Rangkaian Tugas:
1. Jawab pertanyaan berikut berdasarkan teks tentang upacara Pajura.
(a) Kapan ritual Pajura dimulai setiap tahunnya?
(b) Dua kegiatan apa yang tidak dilakukan warga Marapu mulai jam 6 sore selama masa Pajura?
(c) Berapa kali Rato membuang jala di muara saat Magowo?
2. Salin persis bagian teks tentang upacara Pajura, mulai dari "Seorang warga Desa" dan terus sampai "diperkenankan masuk air.".

Potongan Teks:
________________________________________

Setiap agama atau kepercayaan pasti memiliki cara atau tradisi untuk melakukan pembersihan diri atas semua salah dan dosa. Cara ini juga dilakukan oleh para warga di Komunitas Marapu yang disebut dengan Pajura. Ritual Pajura dimulai dari saat bulan Purnama di bulan Agustus dan baru akan berakhir saat bulan gelap di bulan Oktober setiap tahunnya.
Bagi warga Marapu di Desa Kabukarudi, Kecamatan Lamboya, Sumba Barat, upacara Pajura diyakini sebagai momentum untuk menyesali atas semua dosa dan kesalahan yang telah diperbuat. Perayaan ini ditandai dengan sejumlah tahapan kegiatan sebelum perayaan puncak Pajura. Ketika memasuki masa Pajura, warga Marapu tidak akan menumbuk padi dan membunyikan musik mulai jam 6 sore hingga keesokan harinya. Hal ini untuk memberikan kesempatan kepada setiap orang untuk merefleksi diri apakah selama ini sudah pernah melakukan kesalahan kepada sesama, orangtua, alam semesta dan Tuhan Sang Pencipta. Diharapkan dengan kesunyian ini setiap orang akan bisa menemukan berbagai kesalahan baik pikiran, perkataan maupun perbuatan dan selepas itu akan bertobat untuk tidak berbuat dosa lagi dan bisa hidup bersih di hadapan Tuhan.
Seorang warga Desa Kabukarudi dari Komunitas Marapu, Isak Kode Yane (42), mengemukakan, sebelum perayaan Pajura biasanya diawali dengan upacara Magowo Masal atau upacara tangkap ikan di muara. Pada saat Magowo ini digelar, mulai dari anak-anak hingga orang dewasa, laki-laki maupun perempuan akan turun ke muara untuk tangkap ikan. Saat di muara, seorang Rato (Kepala Suku atau Imam Marapu) akan membuang jala sebanyak tiga kali dan setelah itu warga lain baru bisa diperkenankan masuk air.

________________________________________

[Entri data]
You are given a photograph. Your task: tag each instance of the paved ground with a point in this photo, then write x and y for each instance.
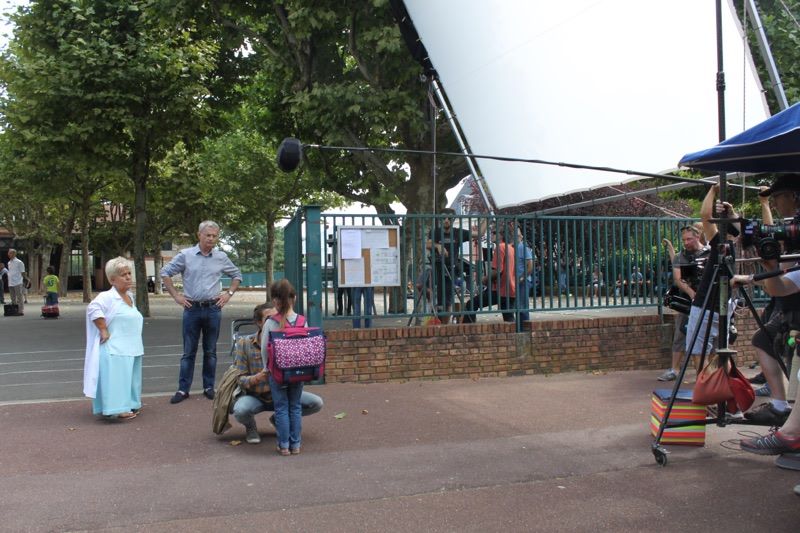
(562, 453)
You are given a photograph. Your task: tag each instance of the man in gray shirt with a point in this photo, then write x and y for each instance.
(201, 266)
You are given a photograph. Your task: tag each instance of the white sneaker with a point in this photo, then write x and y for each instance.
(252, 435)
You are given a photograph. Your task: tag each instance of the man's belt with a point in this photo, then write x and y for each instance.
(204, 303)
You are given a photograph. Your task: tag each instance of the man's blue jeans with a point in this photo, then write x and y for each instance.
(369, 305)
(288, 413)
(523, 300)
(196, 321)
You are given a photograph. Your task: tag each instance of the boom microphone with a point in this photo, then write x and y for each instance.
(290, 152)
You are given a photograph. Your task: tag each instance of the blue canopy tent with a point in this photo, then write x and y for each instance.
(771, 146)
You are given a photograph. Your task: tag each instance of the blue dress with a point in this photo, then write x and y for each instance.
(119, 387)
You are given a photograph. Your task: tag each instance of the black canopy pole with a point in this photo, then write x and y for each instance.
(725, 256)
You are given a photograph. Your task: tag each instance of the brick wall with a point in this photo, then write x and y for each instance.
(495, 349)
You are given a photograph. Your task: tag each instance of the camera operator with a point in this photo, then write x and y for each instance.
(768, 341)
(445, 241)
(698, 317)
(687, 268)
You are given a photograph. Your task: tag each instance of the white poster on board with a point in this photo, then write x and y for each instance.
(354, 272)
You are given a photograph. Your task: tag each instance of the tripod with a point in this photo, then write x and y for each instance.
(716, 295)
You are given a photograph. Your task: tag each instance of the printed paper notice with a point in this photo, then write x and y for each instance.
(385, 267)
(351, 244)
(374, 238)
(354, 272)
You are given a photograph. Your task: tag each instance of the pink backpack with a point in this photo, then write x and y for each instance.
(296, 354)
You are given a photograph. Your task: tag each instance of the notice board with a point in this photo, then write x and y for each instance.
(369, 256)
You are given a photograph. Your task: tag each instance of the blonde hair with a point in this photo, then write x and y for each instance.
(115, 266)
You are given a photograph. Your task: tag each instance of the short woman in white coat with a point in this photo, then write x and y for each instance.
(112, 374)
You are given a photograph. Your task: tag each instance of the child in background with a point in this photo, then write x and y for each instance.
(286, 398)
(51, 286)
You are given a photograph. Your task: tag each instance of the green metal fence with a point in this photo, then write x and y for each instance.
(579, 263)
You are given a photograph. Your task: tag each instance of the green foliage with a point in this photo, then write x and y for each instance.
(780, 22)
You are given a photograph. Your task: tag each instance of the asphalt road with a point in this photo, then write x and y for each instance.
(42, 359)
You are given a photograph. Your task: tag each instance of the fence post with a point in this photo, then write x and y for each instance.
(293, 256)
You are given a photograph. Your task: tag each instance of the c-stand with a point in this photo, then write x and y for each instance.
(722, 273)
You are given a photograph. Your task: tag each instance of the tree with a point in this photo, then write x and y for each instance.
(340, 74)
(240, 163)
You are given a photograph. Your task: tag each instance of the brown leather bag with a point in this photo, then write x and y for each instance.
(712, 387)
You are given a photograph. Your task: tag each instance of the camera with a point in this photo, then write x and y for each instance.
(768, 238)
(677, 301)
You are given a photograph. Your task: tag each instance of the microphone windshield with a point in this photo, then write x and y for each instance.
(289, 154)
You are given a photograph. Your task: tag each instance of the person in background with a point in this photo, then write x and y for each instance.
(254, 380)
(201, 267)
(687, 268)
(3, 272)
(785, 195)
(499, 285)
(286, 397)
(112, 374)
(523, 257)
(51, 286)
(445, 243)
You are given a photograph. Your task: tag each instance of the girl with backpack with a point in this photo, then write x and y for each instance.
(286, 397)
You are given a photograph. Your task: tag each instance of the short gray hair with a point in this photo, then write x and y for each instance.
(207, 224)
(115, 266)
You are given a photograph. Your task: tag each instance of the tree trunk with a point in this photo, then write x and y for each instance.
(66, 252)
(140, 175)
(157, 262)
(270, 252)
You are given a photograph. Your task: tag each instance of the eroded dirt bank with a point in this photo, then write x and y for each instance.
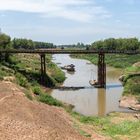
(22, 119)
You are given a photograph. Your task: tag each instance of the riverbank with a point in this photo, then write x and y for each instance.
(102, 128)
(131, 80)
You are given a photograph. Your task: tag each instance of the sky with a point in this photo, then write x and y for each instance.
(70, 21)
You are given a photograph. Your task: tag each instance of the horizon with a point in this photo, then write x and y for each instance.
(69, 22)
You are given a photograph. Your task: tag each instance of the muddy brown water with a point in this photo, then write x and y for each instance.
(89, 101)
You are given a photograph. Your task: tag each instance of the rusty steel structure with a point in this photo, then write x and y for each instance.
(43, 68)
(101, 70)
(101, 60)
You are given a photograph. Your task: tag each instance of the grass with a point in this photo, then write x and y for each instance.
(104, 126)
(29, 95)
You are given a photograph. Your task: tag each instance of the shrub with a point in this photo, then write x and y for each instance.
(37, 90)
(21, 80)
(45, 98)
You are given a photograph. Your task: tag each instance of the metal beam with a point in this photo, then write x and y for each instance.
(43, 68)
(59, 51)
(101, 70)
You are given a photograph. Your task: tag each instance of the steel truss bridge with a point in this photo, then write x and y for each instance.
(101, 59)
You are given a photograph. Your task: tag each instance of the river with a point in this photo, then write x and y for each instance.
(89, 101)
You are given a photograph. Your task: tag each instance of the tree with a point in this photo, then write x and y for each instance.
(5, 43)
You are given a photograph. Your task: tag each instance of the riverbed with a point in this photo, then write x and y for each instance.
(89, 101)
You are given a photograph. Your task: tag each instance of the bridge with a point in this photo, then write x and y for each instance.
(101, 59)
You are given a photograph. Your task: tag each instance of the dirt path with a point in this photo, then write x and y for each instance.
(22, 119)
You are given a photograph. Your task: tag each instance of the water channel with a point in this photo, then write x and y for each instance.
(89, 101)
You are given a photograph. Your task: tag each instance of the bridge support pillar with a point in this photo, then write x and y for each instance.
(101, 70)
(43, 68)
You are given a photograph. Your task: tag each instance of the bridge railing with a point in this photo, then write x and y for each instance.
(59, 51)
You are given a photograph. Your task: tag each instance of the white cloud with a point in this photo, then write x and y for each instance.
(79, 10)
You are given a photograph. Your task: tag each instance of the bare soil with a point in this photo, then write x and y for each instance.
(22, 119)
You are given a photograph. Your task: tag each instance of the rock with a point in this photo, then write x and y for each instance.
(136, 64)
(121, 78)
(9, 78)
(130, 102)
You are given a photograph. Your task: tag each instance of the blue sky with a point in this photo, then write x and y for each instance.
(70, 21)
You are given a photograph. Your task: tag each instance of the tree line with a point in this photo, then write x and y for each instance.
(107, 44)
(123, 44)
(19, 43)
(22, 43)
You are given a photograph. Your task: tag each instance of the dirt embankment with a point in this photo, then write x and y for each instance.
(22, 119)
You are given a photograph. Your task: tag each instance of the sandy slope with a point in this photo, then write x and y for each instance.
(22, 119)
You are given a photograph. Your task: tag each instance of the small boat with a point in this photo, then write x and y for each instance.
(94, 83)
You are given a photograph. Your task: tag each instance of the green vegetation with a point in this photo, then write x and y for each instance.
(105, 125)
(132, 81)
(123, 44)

________________________________________

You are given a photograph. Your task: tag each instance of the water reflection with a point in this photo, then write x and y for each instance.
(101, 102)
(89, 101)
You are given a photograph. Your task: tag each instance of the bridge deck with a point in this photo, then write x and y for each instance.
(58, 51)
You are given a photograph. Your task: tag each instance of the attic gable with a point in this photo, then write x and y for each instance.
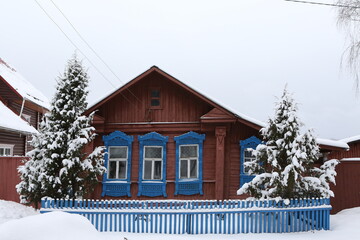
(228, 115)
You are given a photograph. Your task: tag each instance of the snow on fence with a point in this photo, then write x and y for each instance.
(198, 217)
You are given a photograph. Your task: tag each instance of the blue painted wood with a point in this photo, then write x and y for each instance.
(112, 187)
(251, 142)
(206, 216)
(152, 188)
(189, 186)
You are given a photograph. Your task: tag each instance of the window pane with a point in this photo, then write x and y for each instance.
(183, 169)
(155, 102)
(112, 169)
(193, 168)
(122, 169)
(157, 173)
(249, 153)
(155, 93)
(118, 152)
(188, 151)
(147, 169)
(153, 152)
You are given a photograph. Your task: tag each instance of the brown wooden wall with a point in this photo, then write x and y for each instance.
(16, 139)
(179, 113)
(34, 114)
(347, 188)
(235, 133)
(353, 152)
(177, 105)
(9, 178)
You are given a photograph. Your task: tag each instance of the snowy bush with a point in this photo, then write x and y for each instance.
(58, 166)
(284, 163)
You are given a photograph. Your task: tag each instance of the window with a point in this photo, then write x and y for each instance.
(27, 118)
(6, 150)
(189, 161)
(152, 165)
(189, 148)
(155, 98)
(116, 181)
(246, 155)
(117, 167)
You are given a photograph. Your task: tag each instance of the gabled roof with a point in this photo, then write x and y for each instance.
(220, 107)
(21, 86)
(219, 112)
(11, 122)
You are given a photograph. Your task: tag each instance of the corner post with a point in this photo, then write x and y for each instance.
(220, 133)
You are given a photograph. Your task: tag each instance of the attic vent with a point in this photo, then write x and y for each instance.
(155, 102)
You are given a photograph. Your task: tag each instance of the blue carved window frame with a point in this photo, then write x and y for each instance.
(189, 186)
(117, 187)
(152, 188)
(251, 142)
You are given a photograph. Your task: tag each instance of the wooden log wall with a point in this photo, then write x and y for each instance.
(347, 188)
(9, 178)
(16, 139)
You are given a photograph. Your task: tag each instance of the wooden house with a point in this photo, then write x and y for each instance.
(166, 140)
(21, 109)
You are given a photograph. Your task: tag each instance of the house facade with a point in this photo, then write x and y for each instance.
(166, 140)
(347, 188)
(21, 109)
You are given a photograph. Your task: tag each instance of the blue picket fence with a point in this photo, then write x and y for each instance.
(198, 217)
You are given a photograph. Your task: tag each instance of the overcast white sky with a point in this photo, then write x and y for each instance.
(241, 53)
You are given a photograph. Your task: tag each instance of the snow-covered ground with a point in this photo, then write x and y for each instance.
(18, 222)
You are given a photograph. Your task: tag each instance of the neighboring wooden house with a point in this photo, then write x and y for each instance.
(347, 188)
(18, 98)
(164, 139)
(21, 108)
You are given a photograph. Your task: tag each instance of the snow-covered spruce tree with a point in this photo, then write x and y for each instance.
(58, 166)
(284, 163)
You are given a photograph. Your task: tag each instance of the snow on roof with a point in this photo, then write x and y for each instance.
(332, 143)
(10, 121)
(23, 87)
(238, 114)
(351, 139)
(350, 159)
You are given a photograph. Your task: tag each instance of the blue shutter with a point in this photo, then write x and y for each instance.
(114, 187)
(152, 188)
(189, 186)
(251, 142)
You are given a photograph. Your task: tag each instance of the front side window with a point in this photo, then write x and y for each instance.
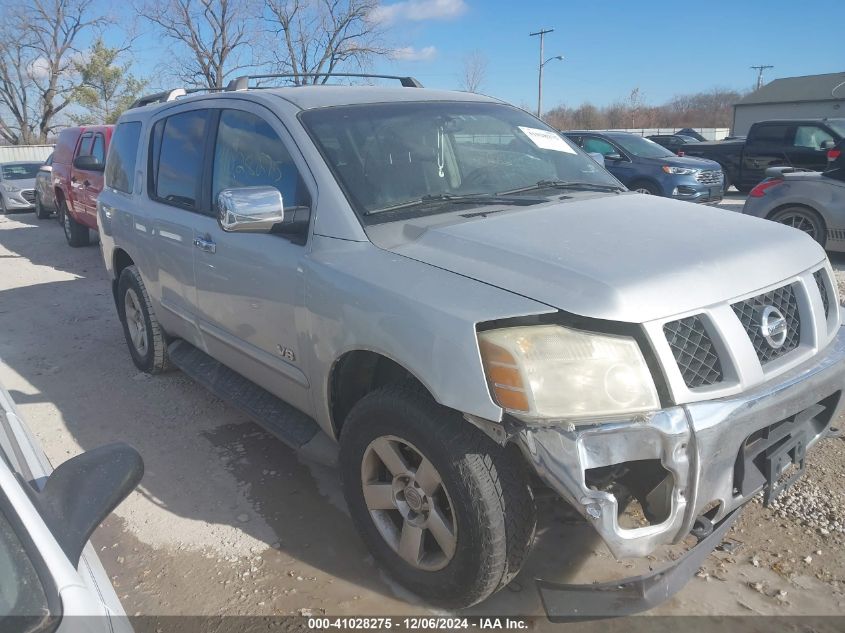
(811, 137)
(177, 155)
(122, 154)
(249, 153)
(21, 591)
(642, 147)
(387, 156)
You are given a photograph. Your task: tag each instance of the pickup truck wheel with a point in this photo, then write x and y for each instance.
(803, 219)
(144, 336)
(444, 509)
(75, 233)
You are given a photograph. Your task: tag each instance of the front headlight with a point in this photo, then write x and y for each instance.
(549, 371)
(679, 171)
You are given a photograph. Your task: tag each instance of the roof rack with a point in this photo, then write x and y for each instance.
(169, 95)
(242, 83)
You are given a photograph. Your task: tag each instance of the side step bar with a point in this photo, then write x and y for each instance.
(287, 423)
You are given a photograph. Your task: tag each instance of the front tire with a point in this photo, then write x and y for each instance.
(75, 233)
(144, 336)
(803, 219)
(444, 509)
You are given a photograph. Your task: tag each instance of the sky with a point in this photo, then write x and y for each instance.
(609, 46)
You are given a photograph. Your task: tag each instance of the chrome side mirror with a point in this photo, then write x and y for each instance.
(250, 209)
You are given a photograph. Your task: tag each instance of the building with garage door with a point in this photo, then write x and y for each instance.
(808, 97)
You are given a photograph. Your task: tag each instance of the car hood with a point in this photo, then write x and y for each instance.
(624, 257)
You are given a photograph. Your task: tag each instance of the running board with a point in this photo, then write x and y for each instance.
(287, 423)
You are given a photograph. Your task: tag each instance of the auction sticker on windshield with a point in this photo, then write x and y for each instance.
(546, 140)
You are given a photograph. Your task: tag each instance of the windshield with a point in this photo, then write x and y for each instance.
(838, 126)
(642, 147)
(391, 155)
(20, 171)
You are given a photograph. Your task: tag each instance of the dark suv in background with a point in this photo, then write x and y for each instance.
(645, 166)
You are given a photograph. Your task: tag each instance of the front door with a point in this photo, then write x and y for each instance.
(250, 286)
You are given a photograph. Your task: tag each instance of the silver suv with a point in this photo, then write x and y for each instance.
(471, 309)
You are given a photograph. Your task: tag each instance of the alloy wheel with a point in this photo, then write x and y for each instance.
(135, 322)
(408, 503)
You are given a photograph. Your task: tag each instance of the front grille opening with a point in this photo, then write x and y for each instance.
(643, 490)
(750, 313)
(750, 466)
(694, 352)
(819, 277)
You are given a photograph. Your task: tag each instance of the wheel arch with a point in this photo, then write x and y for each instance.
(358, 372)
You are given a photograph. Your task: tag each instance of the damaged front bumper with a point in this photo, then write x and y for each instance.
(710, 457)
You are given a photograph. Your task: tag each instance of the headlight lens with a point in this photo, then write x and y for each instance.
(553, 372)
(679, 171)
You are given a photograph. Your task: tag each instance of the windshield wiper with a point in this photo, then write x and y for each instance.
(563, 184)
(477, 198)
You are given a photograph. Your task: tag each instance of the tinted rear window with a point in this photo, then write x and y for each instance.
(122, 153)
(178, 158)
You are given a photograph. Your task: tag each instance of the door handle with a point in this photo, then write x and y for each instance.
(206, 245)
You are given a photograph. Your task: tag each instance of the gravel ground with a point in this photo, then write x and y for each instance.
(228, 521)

________________________________________

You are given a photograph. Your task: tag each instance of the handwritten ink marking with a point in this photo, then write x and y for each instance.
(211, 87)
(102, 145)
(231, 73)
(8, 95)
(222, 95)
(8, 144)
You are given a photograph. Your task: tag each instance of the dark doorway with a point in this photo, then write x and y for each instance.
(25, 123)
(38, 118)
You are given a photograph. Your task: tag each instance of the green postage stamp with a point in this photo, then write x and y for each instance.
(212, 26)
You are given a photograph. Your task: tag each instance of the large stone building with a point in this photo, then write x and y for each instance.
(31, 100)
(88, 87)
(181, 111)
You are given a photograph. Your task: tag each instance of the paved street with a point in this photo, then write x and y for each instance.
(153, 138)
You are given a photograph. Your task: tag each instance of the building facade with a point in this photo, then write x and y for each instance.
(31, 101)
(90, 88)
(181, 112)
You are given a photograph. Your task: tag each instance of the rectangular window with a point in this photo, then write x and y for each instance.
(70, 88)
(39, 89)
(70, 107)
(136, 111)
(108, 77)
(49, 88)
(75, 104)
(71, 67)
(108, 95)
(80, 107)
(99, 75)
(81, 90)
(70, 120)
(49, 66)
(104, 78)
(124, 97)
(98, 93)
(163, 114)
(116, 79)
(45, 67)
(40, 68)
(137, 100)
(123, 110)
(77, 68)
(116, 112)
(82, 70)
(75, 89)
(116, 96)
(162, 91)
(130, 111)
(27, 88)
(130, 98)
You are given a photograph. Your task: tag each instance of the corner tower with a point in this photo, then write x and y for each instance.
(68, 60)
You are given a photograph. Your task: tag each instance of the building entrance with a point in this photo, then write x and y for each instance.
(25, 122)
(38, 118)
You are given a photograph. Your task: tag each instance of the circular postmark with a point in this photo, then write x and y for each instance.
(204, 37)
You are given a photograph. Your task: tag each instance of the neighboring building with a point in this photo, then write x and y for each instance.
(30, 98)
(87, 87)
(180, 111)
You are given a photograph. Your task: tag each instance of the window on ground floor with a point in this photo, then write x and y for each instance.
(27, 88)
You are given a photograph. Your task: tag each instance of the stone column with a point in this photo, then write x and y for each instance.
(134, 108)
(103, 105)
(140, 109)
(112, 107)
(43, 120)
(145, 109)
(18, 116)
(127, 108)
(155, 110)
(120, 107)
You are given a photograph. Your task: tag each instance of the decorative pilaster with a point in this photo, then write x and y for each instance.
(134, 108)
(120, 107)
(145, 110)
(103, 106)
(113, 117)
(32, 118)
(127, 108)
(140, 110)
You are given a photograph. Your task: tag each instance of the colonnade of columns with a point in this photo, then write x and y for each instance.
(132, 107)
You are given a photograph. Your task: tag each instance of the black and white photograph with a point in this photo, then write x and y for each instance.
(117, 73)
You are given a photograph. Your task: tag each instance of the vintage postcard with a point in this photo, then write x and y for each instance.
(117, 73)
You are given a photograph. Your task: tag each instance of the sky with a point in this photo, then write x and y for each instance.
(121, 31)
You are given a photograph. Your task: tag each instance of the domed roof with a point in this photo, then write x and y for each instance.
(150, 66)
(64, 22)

________________________________________

Jawaban Lengkap:
1.
(a) Saat bulan Purnama di bulan Agustus.
(b) Menumbuk padi dan membunyikan musik.
(c) Tiga kali.

2.
Seorang warga Desa Kabukarudi dari Komunitas Marapu, Isak Kode Yane (42), mengemukakan, sebelum perayaan Pajura biasanya diawali dengan upacara Magowo Masal atau upacara tangkap ikan di muara. Pada saat Magowo ini digelar, mulai dari anak-anak hingga orang dewasa, laki-laki maupun perempuan akan turun ke muara untuk tangkap ikan. Saat di muara, seorang Rato (Kepala Suku atau Imam Marapu) akan membuang jala sebanyak tiga kali dan setelah itu warga lain baru bisa diperkenankan masuk air.